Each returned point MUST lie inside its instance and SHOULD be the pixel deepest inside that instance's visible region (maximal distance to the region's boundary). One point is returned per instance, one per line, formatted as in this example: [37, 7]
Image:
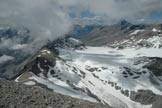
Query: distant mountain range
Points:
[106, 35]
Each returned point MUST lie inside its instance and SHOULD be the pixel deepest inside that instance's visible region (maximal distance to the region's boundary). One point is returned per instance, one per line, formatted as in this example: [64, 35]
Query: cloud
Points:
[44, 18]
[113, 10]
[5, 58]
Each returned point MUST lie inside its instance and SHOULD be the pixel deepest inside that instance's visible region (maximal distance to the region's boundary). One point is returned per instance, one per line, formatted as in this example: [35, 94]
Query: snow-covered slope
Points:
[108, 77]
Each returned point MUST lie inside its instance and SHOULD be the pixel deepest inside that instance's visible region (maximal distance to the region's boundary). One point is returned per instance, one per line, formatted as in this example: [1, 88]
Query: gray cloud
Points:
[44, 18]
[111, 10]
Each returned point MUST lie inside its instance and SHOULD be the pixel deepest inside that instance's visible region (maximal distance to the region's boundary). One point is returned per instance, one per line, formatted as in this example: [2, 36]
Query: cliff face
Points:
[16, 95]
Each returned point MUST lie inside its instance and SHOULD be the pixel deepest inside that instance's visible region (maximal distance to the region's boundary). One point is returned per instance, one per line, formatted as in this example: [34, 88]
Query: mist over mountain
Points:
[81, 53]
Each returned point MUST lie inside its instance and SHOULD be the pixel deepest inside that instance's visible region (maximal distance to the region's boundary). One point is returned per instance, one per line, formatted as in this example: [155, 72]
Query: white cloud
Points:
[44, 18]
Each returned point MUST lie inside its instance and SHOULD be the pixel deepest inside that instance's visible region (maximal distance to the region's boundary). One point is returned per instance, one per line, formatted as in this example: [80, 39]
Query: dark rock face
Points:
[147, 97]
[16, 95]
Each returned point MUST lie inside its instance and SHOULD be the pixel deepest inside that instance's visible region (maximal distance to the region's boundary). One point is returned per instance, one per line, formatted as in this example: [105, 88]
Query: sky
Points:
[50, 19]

═══

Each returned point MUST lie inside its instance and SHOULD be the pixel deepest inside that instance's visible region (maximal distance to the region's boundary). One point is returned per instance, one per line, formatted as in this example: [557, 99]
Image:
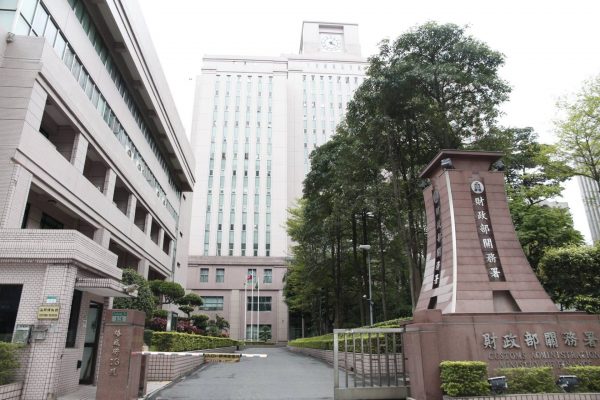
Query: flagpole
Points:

═══

EXERCISE DETAILS: Collect every line in the rows above that contains the string "Query", and copy each one out in full. Only matches with the same capitalization count.

EXERCISE SOLUTION:
Query: distant mountain range
Query: cloud
Query: snow-covered slope
Query: gray cloud
Query: cliff face
Query: mist over mountain
Query: white cloud
Query: dark rock face
Query: sky
Query: flagpole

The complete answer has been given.